THE PROBLEM -> Could you return, exactly as written, only the lines from the one holding "Query: water reflection" through the final line of the records below?

Dataset entries ->
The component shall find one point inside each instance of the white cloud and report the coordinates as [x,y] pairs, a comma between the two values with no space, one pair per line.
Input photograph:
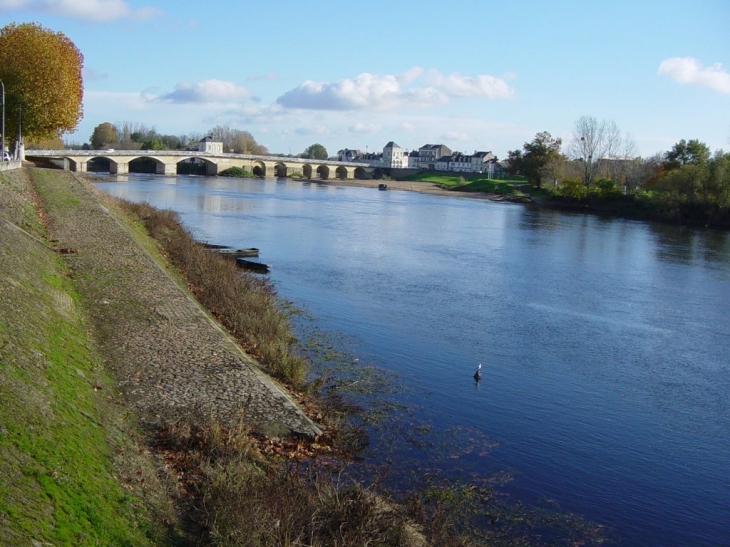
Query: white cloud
[389,92]
[93,10]
[311,130]
[456,85]
[208,91]
[364,128]
[687,70]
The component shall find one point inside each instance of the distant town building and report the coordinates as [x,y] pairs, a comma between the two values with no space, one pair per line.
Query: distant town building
[394,156]
[210,146]
[438,157]
[429,154]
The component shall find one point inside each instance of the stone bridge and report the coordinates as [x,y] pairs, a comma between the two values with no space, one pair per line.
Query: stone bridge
[166,162]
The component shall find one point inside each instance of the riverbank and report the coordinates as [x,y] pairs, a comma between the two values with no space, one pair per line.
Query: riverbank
[130,416]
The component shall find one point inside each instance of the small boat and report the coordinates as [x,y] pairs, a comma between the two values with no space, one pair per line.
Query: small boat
[251,251]
[256,267]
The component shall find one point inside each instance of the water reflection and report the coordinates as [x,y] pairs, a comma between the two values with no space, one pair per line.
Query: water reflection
[688,245]
[604,341]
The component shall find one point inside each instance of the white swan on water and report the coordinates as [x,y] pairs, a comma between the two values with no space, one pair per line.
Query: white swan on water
[478,373]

ANSWER SPACE ->
Query: water reflection
[688,245]
[604,341]
The component shall find one point inside each instance of the white swan on water and report the coordinates as [x,y] pairs, a comma between the two values with no space, one pair per line.
Query: white swan on water
[478,373]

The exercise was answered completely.